- [Given passage]:
· · · · · · ·

Job Function

Monitor and manage analysis jobs and computational tasks.

Overview

The Job function provides job management capabilities for Celline projects, allowing users to monitor running analyses, check job status, manage job queues, and handle computational resources. It serves as the central hub for tracking long-running processes and cluster computing tasks.

Class Information

Module: celline.functions.job
Class: Job
Base Class: CellineFunction

Parameters

The Job function currently takes no constructor parameters. It operates on the current project context to discover and manage jobs.

Usage Examples

Python API

Basic Job Monitoring

      from celline import Project
from celline.functions.job import Job

# Create project
project = Project("./my-project")

# Monitor jobs
job_function = Job()

# Execute function
result = project.call(job_function)

Programmatic Job Access

      from celline import Project
from celline.functions.job import Job

# Create project
project = Project("./my-project")

# Get job information
job_function = Job()
result = job_function.call(project)

# Access job details (when extended)
# job_status = job_function.get_job_status()
# running_jobs = job_function.list_running_jobs()

CLI Usage

Basic Usage

      # Display job status
celline run job

# Monitor all jobs
celline job status

# List running jobs
celline job list

Implementation Details

Current Implementation

The current implementation provides a basic framework:

      class Job(CellineFunction):
    def register(self) -> str:
        return "job"

    def call(self, project):
        print("Job management - implement functionality as needed")
        return project

Extended Job Management

Here's how the function could be extended for comprehensive job management:

      from dataclasses import dataclass
from typing import List, Dict, Optional
from enum import Enum
import subprocess
import time
import json

class JobStatus(Enum):
    PENDING = "pending"

· · · · · · ·

- [Required task]: Reproduce the part of the Job function documentation above between "# Get job information" and "running_jobs = job_function.list_running_jobs()", inclusive.

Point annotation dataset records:
· · · · · · ·

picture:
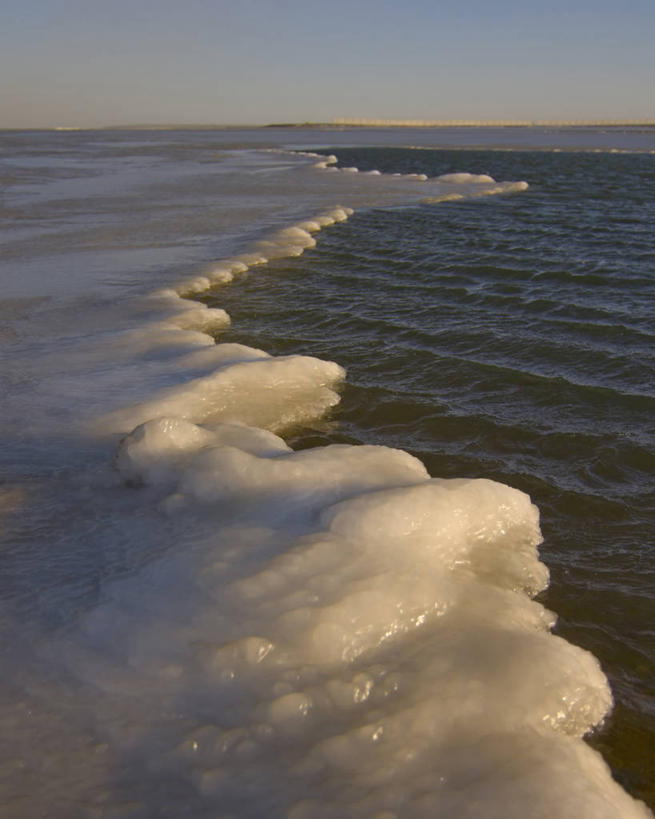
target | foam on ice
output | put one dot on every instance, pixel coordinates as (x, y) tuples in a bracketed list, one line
[(347, 637)]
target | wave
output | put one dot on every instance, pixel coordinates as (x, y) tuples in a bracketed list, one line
[(336, 632)]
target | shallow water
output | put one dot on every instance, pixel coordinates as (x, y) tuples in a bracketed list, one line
[(505, 337)]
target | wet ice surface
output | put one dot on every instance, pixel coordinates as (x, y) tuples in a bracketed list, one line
[(200, 620)]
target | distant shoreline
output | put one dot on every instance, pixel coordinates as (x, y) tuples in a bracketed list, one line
[(340, 124)]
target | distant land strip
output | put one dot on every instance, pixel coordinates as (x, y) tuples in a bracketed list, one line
[(500, 123)]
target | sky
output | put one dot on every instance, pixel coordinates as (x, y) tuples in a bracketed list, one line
[(88, 63)]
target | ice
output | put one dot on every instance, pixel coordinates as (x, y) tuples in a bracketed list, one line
[(322, 633)]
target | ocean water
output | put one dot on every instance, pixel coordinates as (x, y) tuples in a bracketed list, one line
[(327, 473)]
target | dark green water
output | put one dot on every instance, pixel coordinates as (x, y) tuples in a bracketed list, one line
[(509, 338)]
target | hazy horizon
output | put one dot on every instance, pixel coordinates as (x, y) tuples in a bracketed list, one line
[(90, 65)]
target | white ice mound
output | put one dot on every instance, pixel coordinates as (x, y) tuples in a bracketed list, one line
[(347, 637), (258, 390)]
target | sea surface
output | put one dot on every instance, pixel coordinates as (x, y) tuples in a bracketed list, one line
[(267, 400)]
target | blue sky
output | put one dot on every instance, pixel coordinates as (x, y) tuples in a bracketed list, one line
[(89, 63)]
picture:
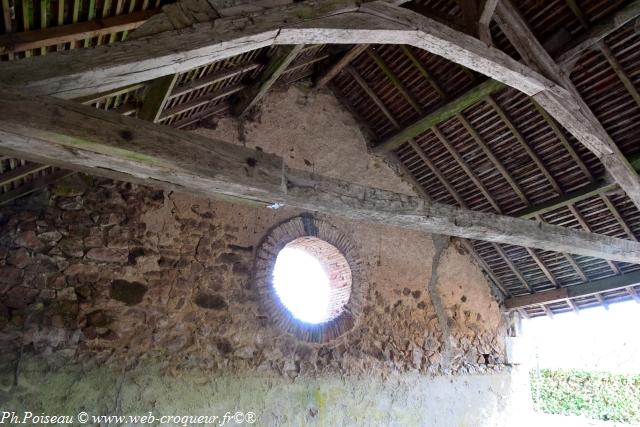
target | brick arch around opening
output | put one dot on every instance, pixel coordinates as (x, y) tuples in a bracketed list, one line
[(340, 260)]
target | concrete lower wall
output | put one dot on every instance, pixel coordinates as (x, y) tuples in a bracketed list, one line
[(119, 299), (408, 399)]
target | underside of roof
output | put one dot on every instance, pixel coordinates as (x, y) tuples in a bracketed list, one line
[(502, 153)]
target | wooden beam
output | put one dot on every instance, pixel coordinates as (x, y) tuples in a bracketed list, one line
[(75, 136), (586, 192), (582, 290), (156, 97), (336, 68), (465, 167), (23, 41), (485, 20), (212, 79), (523, 143), (597, 33), (371, 94), (462, 119), (80, 72), (620, 72), (33, 185), (447, 111), (565, 104), (200, 101), (206, 113), (20, 172), (277, 65)]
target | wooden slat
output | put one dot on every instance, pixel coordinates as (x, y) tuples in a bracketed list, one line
[(107, 144), (156, 97), (277, 65), (212, 79), (565, 104), (336, 68), (23, 41), (582, 290), (338, 21), (584, 193), (203, 100), (440, 115), (620, 72), (20, 173), (596, 33)]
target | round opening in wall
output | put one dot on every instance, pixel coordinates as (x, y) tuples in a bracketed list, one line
[(312, 279)]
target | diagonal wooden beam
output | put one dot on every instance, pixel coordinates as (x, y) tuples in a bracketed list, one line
[(33, 185), (20, 173), (592, 288), (565, 104), (447, 111), (36, 39), (485, 20), (336, 68), (79, 73), (201, 100), (212, 79), (277, 65), (78, 137)]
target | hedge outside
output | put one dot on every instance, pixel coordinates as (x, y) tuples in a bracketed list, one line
[(596, 395)]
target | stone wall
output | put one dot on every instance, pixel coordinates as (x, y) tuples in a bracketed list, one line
[(121, 276), (111, 272)]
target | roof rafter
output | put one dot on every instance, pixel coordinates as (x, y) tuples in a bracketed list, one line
[(591, 288), (78, 137)]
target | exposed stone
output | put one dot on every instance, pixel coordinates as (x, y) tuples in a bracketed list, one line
[(29, 239), (19, 297), (70, 186), (211, 301), (50, 237), (19, 258), (98, 319), (67, 294), (130, 293), (4, 316), (71, 247), (10, 276), (245, 352), (108, 255)]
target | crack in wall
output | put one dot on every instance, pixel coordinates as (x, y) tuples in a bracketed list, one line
[(440, 244)]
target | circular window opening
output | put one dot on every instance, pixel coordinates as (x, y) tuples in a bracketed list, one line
[(309, 279), (312, 279)]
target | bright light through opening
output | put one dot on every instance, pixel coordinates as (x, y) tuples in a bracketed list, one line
[(302, 285)]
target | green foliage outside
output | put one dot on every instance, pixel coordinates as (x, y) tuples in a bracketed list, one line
[(597, 395)]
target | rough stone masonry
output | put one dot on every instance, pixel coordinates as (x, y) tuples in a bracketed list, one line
[(109, 273)]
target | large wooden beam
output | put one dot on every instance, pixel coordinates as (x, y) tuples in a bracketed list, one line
[(73, 74), (82, 72), (78, 137), (565, 104), (613, 283), (23, 41), (343, 62), (277, 65), (447, 111)]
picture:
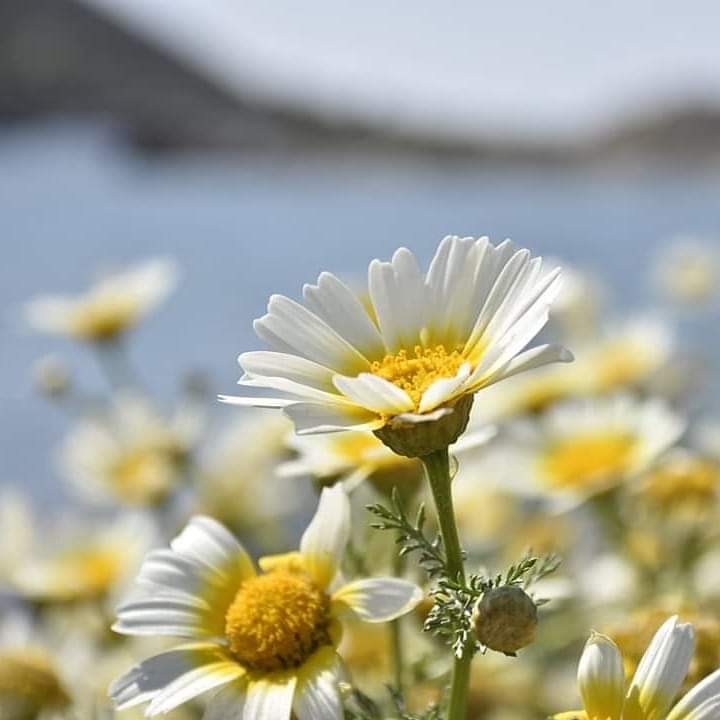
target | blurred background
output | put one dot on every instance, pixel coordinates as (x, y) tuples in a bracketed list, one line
[(256, 143)]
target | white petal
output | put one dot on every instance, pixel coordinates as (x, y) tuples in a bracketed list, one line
[(308, 336), (260, 402), (313, 417), (207, 542), (228, 704), (146, 680), (601, 678), (171, 617), (270, 701), (319, 698), (374, 393), (379, 599), (323, 543), (291, 367), (708, 710), (192, 684), (706, 689), (533, 358), (339, 307), (662, 669), (398, 294)]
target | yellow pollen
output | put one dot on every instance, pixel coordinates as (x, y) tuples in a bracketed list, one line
[(684, 486), (145, 475), (587, 460), (28, 684), (415, 372), (277, 621)]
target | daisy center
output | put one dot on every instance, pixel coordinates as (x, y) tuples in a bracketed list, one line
[(143, 475), (277, 621), (28, 680), (415, 371), (582, 461)]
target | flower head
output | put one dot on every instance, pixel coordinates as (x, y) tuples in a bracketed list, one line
[(584, 447), (131, 455), (655, 684), (431, 341), (267, 641), (108, 308)]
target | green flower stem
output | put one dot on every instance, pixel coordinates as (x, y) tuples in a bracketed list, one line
[(396, 633), (437, 467)]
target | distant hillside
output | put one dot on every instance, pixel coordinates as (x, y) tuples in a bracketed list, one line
[(59, 58)]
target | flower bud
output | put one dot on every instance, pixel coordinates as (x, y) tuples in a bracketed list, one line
[(505, 619), (51, 376), (418, 438)]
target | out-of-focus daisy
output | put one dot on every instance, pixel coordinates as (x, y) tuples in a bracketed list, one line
[(83, 563), (354, 456), (131, 454), (267, 640), (108, 308), (633, 635), (242, 461), (32, 681), (437, 339), (655, 685), (688, 270), (577, 307), (583, 447), (684, 486), (627, 356)]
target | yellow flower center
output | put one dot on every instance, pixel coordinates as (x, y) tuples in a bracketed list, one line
[(277, 621), (587, 460), (82, 573), (103, 318), (144, 476), (414, 372), (685, 486), (28, 684)]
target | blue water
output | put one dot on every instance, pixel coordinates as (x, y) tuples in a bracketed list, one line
[(72, 201)]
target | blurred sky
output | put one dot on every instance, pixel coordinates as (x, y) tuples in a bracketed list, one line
[(506, 67)]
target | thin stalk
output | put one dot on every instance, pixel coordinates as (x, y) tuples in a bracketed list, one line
[(437, 467), (396, 634)]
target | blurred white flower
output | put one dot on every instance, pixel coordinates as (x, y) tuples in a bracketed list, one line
[(582, 447), (433, 340), (32, 683), (82, 561), (267, 642), (130, 454), (111, 306), (688, 270), (655, 685), (237, 476)]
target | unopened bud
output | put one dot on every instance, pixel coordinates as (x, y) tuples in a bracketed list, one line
[(505, 619), (51, 376), (418, 439)]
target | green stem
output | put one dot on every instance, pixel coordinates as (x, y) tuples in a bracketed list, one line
[(396, 634), (437, 467)]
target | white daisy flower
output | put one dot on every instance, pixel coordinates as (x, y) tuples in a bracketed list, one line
[(31, 682), (582, 447), (431, 341), (81, 563), (266, 641), (108, 308), (243, 460), (131, 454), (655, 685), (688, 270)]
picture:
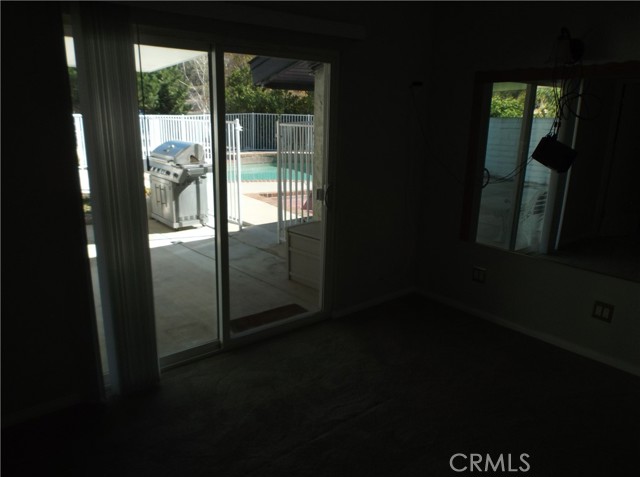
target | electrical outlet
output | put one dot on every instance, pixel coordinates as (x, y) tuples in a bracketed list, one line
[(479, 274), (603, 311)]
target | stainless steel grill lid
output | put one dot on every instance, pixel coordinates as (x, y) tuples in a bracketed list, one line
[(179, 152)]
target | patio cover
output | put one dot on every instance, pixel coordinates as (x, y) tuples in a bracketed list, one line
[(282, 73)]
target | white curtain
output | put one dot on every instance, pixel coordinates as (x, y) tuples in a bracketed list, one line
[(107, 86)]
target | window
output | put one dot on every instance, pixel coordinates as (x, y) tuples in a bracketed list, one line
[(515, 187), (586, 214)]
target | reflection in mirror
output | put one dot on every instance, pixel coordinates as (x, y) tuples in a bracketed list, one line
[(588, 216)]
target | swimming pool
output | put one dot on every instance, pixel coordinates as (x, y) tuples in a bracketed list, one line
[(267, 172)]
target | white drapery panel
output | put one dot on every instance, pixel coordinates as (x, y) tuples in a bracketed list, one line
[(108, 98)]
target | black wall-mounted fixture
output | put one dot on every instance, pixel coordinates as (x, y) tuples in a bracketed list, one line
[(554, 154)]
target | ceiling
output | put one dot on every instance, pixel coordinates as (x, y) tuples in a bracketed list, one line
[(154, 58)]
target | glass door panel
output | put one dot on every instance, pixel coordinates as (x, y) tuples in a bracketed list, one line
[(275, 177), (175, 123), (501, 165)]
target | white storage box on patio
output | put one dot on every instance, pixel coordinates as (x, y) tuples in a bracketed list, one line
[(303, 253)]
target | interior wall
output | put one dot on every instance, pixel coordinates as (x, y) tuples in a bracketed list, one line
[(48, 358), (546, 299), (378, 190)]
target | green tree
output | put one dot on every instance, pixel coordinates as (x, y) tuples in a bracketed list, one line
[(73, 89), (163, 92), (510, 104)]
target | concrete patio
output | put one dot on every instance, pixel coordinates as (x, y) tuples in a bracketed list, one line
[(184, 276)]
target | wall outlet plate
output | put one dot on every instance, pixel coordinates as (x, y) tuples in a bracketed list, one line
[(479, 274), (603, 311)]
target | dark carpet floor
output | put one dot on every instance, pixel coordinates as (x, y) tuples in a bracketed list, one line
[(395, 390)]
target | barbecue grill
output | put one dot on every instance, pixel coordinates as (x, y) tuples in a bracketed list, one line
[(177, 175)]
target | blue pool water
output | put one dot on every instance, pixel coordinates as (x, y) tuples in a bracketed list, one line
[(266, 172)]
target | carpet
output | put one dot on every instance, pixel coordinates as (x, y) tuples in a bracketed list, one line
[(266, 317)]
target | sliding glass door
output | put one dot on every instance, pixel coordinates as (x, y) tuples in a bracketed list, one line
[(209, 215), (178, 157)]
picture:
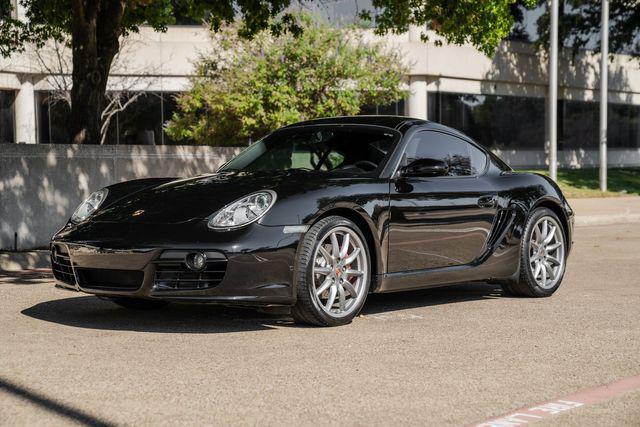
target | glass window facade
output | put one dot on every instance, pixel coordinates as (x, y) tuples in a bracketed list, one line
[(579, 124), (142, 123), (515, 122), (7, 116), (503, 122), (394, 109)]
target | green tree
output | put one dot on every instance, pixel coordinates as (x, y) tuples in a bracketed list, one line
[(482, 23), (248, 88), (96, 27)]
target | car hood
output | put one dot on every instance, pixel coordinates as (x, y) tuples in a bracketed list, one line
[(189, 199)]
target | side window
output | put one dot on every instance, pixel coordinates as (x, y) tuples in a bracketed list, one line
[(478, 160), (463, 158)]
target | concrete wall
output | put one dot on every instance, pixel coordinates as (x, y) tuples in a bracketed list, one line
[(41, 185), (538, 159)]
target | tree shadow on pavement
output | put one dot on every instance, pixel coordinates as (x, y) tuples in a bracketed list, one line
[(94, 313), (71, 414)]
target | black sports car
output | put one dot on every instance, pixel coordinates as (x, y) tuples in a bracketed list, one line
[(317, 215)]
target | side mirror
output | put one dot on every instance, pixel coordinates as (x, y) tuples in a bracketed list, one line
[(425, 167)]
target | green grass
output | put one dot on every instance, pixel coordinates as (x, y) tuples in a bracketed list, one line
[(584, 182)]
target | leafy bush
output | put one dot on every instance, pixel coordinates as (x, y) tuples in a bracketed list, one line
[(247, 88)]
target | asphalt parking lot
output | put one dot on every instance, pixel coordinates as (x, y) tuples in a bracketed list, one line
[(450, 356)]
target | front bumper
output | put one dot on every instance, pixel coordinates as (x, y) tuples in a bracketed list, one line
[(251, 266)]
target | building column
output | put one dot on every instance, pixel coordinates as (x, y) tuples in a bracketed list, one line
[(417, 102), (25, 113)]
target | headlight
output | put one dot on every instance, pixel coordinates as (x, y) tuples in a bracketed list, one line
[(89, 206), (243, 211)]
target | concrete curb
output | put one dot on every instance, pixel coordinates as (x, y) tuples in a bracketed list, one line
[(627, 218)]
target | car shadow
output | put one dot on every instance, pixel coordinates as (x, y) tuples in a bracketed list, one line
[(94, 313), (385, 303)]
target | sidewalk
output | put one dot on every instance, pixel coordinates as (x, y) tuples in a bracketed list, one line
[(597, 211), (606, 210)]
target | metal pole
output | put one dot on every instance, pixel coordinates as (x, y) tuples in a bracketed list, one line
[(604, 49), (553, 92)]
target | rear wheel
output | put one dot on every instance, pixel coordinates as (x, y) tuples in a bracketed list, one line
[(138, 303), (542, 256), (333, 273)]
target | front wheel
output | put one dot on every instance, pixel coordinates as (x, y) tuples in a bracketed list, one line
[(333, 273), (543, 256)]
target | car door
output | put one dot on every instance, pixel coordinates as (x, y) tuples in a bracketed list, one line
[(440, 221)]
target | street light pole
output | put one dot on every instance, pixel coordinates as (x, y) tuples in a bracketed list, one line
[(604, 50), (553, 92)]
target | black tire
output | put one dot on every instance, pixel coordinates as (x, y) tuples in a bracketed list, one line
[(138, 303), (307, 309), (526, 285)]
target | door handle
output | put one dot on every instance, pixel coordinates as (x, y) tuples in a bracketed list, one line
[(487, 202)]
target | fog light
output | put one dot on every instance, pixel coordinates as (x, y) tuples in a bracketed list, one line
[(196, 261)]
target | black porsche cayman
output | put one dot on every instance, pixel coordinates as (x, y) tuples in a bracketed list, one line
[(316, 216)]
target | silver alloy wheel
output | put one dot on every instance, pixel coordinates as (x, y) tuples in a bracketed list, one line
[(340, 272), (546, 252)]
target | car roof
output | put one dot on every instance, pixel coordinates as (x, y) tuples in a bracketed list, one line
[(392, 122), (399, 123)]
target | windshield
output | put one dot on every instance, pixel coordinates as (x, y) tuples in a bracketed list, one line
[(354, 149)]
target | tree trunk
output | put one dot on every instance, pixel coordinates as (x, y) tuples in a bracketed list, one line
[(96, 28)]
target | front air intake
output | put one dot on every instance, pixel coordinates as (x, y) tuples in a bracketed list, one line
[(175, 271)]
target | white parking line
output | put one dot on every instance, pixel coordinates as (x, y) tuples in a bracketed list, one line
[(528, 415)]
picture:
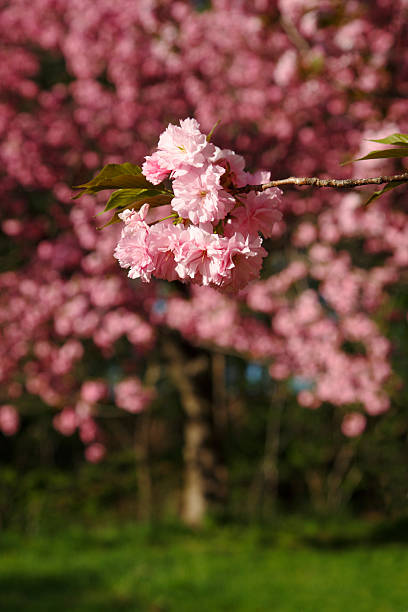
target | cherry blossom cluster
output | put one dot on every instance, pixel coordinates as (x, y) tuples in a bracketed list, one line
[(211, 236), (85, 83)]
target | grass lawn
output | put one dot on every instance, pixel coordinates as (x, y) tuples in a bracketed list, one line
[(234, 569)]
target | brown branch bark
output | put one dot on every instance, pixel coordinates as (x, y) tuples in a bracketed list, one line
[(335, 183)]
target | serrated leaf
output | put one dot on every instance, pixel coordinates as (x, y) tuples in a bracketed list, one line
[(377, 194), (115, 176), (394, 139), (125, 198)]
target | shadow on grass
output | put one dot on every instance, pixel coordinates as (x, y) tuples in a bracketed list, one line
[(394, 532), (79, 592)]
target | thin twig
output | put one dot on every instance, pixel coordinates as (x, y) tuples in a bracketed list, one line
[(336, 183)]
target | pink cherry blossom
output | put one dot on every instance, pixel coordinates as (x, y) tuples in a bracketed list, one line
[(199, 195), (9, 420)]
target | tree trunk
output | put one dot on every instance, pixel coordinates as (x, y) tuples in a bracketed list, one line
[(203, 474)]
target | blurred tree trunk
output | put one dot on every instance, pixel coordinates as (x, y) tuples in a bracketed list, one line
[(203, 474)]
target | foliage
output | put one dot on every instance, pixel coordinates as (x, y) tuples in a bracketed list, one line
[(298, 87)]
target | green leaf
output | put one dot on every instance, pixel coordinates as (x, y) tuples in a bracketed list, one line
[(381, 154), (374, 196), (124, 198), (395, 139), (115, 176)]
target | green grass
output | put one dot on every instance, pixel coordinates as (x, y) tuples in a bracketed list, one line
[(231, 569)]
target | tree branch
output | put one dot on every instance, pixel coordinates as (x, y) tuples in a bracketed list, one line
[(335, 183)]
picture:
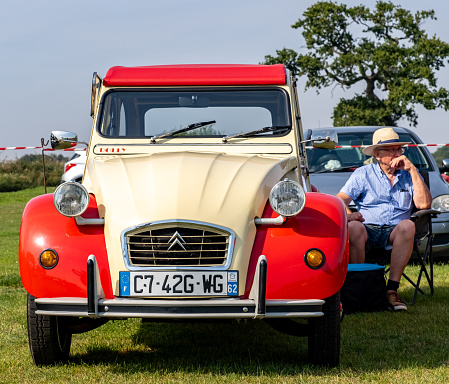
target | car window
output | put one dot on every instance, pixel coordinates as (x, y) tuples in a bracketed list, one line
[(348, 159), (151, 113)]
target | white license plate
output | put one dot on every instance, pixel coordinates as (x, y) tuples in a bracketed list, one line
[(179, 283)]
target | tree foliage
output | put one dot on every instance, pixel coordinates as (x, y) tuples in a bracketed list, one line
[(385, 49)]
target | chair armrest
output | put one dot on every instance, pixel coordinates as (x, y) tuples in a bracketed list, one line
[(423, 212)]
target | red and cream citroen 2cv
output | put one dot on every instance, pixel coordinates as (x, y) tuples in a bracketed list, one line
[(195, 204)]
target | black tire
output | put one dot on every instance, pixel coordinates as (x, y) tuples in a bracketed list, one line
[(48, 337), (324, 334)]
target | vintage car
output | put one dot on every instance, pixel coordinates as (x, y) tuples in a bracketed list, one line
[(195, 205)]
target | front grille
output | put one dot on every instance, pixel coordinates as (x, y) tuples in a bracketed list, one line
[(177, 246)]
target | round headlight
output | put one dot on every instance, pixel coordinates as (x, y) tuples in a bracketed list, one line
[(71, 199), (441, 203), (287, 198)]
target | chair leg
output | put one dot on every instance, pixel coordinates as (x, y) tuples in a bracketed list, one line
[(422, 260)]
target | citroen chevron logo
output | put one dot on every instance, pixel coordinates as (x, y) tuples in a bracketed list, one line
[(176, 239)]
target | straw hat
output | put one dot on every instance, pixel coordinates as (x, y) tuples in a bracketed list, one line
[(384, 137)]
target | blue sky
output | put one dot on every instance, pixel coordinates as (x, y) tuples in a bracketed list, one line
[(50, 48)]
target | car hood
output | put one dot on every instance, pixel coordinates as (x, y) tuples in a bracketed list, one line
[(330, 183), (202, 187)]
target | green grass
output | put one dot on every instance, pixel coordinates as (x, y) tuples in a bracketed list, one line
[(410, 347)]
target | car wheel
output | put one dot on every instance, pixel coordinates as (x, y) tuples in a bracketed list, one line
[(324, 334), (48, 337)]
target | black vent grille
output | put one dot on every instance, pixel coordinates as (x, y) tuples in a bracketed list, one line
[(177, 246)]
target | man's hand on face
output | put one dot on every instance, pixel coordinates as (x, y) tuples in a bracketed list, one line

· · · · · · ·

- [Solution]:
# Get job information
job_function = Job()
result = job_function.call(project)

# Access job details (when extended)
# job_status = job_function.get_job_status()
# running_jobs = job_function.list_running_jobs()